Exercise prompt: Copy out every row below with each "photo" changed to "image" and nothing else altered. Don't include the pictures.
┄┄┄┄┄┄┄┄┄┄
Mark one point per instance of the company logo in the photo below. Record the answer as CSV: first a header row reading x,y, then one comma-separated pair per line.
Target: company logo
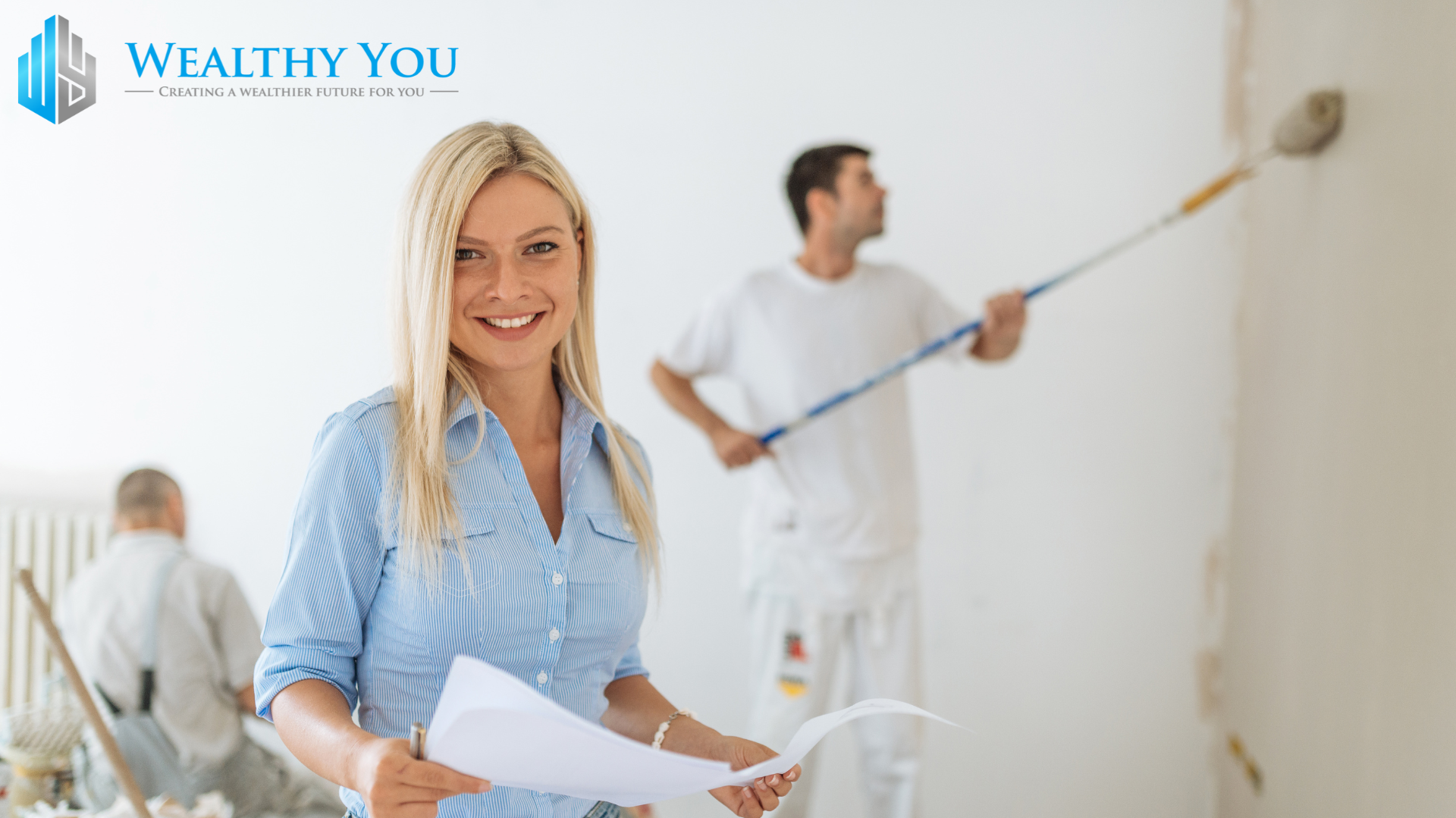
x,y
57,79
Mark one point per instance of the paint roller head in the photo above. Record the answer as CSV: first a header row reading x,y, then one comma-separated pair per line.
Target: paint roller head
x,y
1312,124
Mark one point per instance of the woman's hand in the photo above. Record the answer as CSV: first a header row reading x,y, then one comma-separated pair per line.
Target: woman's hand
x,y
761,797
397,785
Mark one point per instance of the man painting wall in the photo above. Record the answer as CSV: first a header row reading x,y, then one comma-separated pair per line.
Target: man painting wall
x,y
832,525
┄┄┄┄┄┄┄┄┄┄
Output of the task:
Mark one point per instance of the company logo in the image below. Record the answer as CSV: first a header row reading x,y, then one comma-separated pair per line.
Target: company logo
x,y
57,79
Mark one point per instance of the paint roller head in the image above. Record the answer as CSV: first a header row reading x,y, then one comma-separated pair per line.
Target: paint roller head
x,y
1312,124
Mark one point per instance of the woman's hand in the image above. Record the answer as CSV: first a header row reading x,y, then one comma-separated pair per line.
Target: woman's hand
x,y
761,797
397,785
Mark one point per instance of the man painting wall in the image above. Record the answer as CSV: first a header row reading x,y, then one comma-separated pair per line.
Target: man painting wall
x,y
832,525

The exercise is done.